» **ページ**
((
この時代、新羅は百済との対立も激しさを増していたようだし。それは、単なる覇権争いということではなく、根底には風習が異なる異民族抗争が横たわっており、婚姻の慣習を柔軟に変えるなどできそうにないのだが。
(百済は、自称だが、ツングース系の高句麗と同族たる扶余を出自としている。)

このことは、新羅人が15代天皇期に初渡来ということではなく、古くから、儒教を捨てても倭に移住するしかなかった人々が出石辺りに住んでいたことを語っているのかも。つまり、出雲の八千矛文化が広がったのと同じように、出石の天之日矛文化が広がったことを示唆しているようにも思える。
つまり、「古事記」のこの段での記載は、敵対宗族とされてしまった新羅の高等難民が続々と押し寄せ始めたということを意味していることになろう。それは、新羅神社が全国に拡散していくことを意味していよう。(但し、それはあくまでイメージレベル。後世の、三井寺隆盛時の新羅神社創建との峻別ははなはだ難しく、この頃の渡来人分布と現存の神社分布が一致しているとは言いかねるからだ。さらに、白木神社のように、あえて新羅との関係性を表面から消し去る動きも見て取れ、ご祭神や由緒譚の改変が大規模になされていそう。そのため、当時の実態は全く見えなくなっている。)

この辺りの背景については、当たっているか否かは別として、それなりに想定もできるが、語彙の方はなんとも言い難しである。

さて、「神"うれづく"」だが、文脈から、婚姻成否の賭けを意味していそうだが、"戯"でもある豆掴み丁半博奕/博打/賭博類を指す用語とも思えず、適当な当て訓(e.g. 熟れ付く)も見つから無いので、その意味を探るのはほぼお手上げ。
))
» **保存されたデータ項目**
((
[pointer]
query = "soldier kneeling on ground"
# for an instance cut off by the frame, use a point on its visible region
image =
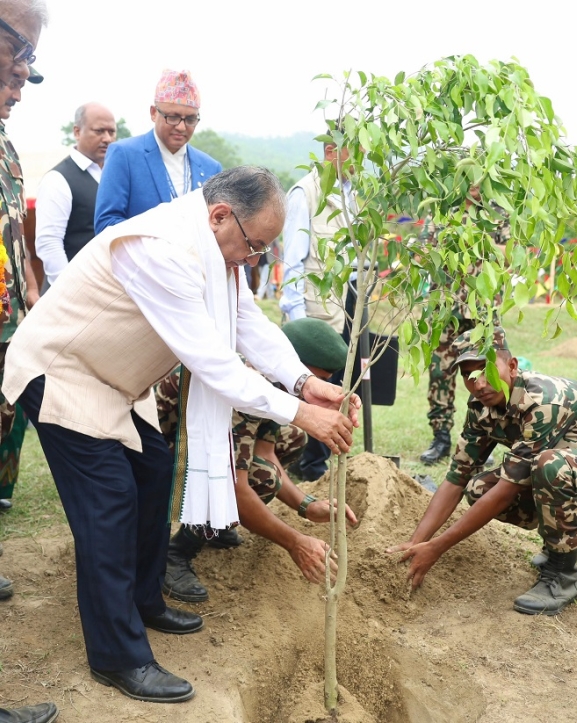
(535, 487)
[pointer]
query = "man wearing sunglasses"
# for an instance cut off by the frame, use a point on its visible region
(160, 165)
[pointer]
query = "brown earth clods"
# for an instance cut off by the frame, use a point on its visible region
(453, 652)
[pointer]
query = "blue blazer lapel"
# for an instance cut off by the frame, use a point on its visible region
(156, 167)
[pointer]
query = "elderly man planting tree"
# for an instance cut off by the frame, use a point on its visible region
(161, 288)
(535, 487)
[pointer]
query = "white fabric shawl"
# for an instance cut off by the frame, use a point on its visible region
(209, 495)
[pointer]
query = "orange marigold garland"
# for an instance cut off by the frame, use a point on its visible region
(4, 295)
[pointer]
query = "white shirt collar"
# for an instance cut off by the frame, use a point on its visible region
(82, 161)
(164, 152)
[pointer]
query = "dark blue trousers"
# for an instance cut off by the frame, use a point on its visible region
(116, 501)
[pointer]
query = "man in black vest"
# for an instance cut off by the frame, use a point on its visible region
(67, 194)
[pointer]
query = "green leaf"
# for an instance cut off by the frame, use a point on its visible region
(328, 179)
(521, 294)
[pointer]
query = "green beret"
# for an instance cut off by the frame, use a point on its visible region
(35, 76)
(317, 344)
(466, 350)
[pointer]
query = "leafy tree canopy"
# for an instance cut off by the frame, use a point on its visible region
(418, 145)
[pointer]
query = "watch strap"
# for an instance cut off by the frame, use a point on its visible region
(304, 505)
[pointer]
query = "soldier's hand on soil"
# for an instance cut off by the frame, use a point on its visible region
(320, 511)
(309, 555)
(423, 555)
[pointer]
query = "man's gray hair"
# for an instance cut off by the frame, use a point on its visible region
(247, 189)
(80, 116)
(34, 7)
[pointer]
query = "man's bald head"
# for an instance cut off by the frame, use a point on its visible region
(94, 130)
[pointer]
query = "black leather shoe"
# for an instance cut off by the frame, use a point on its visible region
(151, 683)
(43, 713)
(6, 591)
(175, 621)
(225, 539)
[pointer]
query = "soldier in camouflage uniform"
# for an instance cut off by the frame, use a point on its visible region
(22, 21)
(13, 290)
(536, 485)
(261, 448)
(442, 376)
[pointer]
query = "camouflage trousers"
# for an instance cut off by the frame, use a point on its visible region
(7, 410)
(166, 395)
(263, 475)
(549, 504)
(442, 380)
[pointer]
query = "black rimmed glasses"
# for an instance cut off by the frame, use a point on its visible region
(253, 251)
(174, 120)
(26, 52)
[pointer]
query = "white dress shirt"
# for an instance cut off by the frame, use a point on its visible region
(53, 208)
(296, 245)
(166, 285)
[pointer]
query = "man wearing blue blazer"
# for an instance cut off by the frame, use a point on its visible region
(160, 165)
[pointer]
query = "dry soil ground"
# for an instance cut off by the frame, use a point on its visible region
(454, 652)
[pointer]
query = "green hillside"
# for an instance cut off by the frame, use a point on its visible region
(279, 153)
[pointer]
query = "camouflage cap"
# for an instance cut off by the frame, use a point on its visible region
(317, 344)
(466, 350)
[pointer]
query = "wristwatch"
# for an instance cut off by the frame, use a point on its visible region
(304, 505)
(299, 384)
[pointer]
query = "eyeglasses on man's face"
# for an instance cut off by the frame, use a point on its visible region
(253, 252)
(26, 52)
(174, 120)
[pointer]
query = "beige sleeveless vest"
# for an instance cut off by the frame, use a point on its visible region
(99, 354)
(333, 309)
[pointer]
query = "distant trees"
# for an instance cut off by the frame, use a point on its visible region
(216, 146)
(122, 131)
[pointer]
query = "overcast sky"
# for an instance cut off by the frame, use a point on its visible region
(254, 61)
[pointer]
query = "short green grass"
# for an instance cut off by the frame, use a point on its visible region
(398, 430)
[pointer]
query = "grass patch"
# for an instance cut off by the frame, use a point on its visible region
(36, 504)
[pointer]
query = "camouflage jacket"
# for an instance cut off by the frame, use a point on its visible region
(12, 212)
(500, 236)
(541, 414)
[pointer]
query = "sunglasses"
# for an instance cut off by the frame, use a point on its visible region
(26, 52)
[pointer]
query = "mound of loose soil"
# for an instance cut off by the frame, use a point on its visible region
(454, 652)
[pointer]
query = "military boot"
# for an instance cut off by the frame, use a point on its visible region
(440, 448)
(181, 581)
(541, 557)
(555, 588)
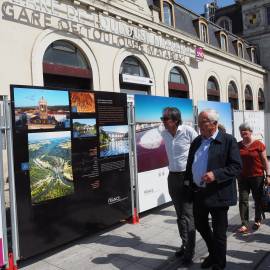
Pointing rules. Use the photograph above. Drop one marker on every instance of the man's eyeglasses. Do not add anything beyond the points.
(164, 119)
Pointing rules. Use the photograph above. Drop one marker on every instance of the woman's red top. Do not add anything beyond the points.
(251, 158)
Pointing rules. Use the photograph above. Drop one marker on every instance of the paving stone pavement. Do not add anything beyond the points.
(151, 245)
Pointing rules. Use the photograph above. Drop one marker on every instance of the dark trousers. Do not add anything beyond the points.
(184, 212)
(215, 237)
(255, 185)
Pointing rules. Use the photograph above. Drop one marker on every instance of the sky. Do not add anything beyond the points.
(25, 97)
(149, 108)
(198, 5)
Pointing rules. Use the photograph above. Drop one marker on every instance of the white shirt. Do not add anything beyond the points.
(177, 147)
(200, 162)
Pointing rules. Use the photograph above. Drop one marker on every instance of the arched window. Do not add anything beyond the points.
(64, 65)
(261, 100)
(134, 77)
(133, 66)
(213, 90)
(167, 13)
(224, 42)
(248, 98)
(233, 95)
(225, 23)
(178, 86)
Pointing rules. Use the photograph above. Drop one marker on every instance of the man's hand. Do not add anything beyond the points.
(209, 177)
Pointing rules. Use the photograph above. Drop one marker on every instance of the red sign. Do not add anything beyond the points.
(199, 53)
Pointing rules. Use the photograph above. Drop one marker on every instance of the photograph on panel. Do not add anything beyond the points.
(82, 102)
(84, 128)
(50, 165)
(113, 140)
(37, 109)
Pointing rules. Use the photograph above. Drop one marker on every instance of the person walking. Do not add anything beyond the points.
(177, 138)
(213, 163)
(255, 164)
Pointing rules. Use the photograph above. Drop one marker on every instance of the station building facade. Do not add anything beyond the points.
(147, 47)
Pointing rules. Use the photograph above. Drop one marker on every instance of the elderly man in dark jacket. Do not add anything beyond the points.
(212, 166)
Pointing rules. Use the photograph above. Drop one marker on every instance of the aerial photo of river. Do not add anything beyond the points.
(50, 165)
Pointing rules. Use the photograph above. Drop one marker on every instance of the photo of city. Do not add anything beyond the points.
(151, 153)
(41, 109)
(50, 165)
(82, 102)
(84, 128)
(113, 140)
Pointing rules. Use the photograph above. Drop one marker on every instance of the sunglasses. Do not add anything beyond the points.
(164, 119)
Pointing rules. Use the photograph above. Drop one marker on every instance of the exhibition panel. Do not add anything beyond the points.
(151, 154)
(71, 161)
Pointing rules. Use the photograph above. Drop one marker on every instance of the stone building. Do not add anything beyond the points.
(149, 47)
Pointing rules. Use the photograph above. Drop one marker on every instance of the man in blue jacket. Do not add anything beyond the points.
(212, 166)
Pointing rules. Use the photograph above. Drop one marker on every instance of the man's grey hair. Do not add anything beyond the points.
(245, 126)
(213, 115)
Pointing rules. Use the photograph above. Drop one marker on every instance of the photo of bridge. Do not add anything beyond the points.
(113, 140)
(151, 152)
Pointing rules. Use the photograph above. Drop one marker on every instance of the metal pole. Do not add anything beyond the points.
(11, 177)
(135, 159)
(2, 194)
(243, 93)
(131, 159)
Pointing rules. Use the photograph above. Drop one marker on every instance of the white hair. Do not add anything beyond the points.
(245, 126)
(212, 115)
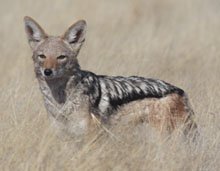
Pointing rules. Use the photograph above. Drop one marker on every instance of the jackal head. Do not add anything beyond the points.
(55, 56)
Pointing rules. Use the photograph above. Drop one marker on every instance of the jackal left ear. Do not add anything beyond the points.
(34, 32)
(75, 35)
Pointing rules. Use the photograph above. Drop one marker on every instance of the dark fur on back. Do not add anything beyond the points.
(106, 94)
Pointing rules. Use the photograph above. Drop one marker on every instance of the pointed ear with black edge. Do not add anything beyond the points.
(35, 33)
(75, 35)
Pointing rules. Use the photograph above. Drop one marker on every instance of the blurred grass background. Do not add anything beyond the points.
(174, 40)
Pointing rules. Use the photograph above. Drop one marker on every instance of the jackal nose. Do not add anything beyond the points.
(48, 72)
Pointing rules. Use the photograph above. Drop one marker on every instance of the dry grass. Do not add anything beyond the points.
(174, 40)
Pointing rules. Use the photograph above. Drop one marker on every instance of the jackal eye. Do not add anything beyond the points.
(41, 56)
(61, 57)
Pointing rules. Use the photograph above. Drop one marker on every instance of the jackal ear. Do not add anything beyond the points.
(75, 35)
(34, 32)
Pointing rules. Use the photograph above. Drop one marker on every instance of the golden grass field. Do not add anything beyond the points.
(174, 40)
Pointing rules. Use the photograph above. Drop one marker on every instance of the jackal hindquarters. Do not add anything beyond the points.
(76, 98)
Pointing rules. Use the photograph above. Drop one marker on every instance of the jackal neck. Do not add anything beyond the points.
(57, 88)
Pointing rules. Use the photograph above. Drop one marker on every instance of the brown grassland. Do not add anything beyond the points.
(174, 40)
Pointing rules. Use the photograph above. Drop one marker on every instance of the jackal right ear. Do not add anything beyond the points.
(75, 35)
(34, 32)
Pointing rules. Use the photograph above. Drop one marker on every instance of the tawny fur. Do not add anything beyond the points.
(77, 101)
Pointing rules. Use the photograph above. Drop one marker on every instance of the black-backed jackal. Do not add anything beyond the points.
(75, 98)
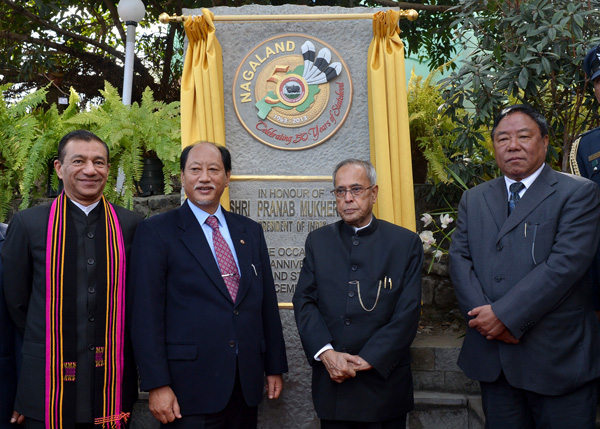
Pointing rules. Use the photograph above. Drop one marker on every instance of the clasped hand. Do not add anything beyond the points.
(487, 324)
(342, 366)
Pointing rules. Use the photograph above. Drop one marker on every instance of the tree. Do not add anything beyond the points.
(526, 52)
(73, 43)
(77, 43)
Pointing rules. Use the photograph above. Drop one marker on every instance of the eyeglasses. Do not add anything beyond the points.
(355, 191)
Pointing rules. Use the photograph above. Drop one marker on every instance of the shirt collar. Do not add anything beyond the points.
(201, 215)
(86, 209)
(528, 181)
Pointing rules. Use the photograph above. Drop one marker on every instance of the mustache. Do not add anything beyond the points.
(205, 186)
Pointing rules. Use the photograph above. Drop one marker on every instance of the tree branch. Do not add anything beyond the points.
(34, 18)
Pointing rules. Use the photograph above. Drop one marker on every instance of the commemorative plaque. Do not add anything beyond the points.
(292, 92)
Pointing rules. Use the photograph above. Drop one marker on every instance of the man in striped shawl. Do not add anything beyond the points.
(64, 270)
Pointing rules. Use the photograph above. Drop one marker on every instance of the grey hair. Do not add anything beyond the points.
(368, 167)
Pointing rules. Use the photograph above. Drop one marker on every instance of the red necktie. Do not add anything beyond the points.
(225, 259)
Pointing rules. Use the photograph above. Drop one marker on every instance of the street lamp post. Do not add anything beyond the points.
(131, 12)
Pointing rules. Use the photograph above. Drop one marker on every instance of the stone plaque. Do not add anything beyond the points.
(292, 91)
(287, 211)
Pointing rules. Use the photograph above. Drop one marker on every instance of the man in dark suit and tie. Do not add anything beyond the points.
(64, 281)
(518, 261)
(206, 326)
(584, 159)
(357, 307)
))
» **課題の指示**
- a) 新羅についての文章によると、百済は自らの出自をどこだとしているか。
- b) 新羅についての文章から、「(百済は、自称だが、ツングース系の高句麗と同族たる扶余を出自としている。)」から「は全く見えなくなっている。)」までをそのまま引用しなさい。
- c) 新羅についての文章を、最後の文のあとから書き継ぎなさい。
項目は参照しなくてよい。

» **解答**
- a) ツングース系の高句麗と同族である扶余。

- b)
(百済は、自称だが、ツングース系の高句麗と同族たる扶余を出自としている。)

このことは、新羅人が15代天皇期に初渡来ということではなく、古くから、儒教を捨てても倭に移住するしかなかった人々が出石辺りに住んでいたことを語っているのかも。つまり、出雲の八千矛文化が広がったのと同じように、出石の天之日矛文化が広がったことを示唆しているようにも思える。
つまり、「古事記」のこの段での記載は、敵対宗族とされてしまった新羅の高等難民が続々と押し寄せ始めたということを意味していることになろう。それは、新羅神社が全国に拡散していくことを意味していよう。(但し、それはあくまでイメージレベル。後世の、三井寺隆盛時の新羅神社創建との峻別ははなはだ難しく、この頃の渡来人分布と現存の神社分布が一致しているとは言いかねるからだ。さらに、白木神社のように、あえて新羅との関係性を表面から消し去る動きも見て取れ、ご祭神や由緒譚の改変が大規模になされていそう。そのため、当時の実態は全く見えなくなっている。)

- c)
相当に古層の言葉ということだろうか。

そう思うのは、話のなかで藤布が使われているからである。
保温性が低いので、使われなくなったが、他の植物栽培が不適な地域ではこれしかなかったはずである。そのような素材を特別視しているのだから、出石は藤布のパイオニア的な地位にあったことが想定される。
  大麻@縄文時代草創期
  赤麻@縄文時代前期
  苧麻@縄文時代後期
  藤@弥生時代前期
  楮@弥生時代後期
  葛@古墳時代前期

だから何なんだ、と言われても往生するが。大和朝廷に従属していながらも、その服装からしてかなり異質で目立ったということか。そんなこともあって、北方シャーマニズム的な"矛"の呪術に長けた一族とされていたのだろう。
(祇園祭の矛の出所は出雲ではなく、出石と思われる。)

--- 兄 秋山之下氷壮夫・弟 春山之霞壮夫の婚姻競争譚 ---
故 其天之日矛持渡來物者 その天之日矛が持って来た物は
"玉津寶"云而珠二貫
又 振浪比禮,切浪比禮,振風比禮,切風比禮,
又 奧津鏡,邊津鏡,
幷 八種也 合計8種。
<此者 伊豆志之八前大~ 也> 【これはイヅシ[=出石]の八座大神。】
故 茲~之女 名伊豆志袁登賣~坐也 神に娘が居り その名前はイヅシ[伊豆志]袁登売[オトメ]
故 八十~雖欲得 八十~が得ようとしたものの
是伊豆志袁登賣皆不得婚 誰も結婚できなかった。
於是有二~ 兄號 秋山之下氷壯夫 弟名 春山之霞壯夫 兄弟2神が居りました。・・・
故 其兄謂其弟:
「吾 雖乞伊豆志袁登賣不得婚 兄:「妻としたかったが出来なかった。
 汝得此孃子乎」 お前はこの女を得ることができるか?」
答曰:
「易得也」 弟:「容易に得ることができます。」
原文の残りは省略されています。